-- TASK INSTRUCTIONS --
Pick out each line of the listing below that contains the word "fingernail", and copy those lines. Letter case matters.

─── DATA EXTRACT

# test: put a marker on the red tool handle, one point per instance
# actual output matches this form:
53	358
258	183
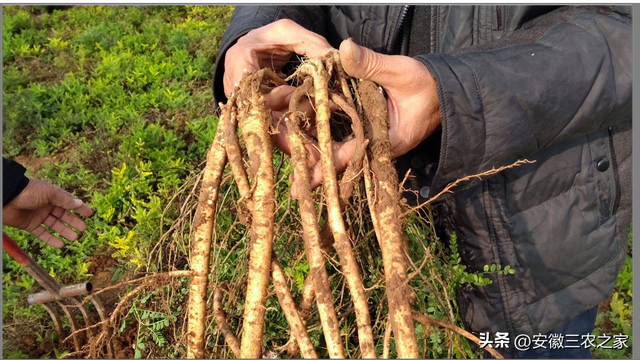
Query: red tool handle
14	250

──────
─── DATA EXTRACT

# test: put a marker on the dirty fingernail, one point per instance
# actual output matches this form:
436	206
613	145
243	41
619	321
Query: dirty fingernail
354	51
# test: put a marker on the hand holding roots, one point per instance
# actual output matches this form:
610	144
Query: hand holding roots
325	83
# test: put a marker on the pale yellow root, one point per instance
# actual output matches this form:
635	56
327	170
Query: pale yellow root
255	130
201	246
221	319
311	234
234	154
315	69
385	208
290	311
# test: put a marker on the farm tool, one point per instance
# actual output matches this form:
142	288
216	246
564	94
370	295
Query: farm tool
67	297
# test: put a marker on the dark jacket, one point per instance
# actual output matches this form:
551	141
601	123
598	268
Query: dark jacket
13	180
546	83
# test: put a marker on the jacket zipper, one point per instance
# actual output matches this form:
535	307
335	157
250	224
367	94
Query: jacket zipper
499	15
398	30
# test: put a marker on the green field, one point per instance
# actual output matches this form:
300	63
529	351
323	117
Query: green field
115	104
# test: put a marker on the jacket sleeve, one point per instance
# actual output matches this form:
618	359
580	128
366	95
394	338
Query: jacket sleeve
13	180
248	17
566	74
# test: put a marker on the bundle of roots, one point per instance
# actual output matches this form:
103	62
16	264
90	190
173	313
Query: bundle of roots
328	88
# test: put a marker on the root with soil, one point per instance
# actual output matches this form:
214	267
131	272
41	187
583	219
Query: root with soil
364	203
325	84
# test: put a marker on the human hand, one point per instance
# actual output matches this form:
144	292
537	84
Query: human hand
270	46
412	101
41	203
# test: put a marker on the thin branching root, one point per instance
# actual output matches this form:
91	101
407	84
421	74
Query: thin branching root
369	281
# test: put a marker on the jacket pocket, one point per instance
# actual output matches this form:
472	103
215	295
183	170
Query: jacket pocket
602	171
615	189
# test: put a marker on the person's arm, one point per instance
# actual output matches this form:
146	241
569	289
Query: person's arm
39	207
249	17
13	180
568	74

──────

-- FINISHED EXERCISE --
# test: put a marker on the dirty fingernail, one point per instance
Query: dirty fingernail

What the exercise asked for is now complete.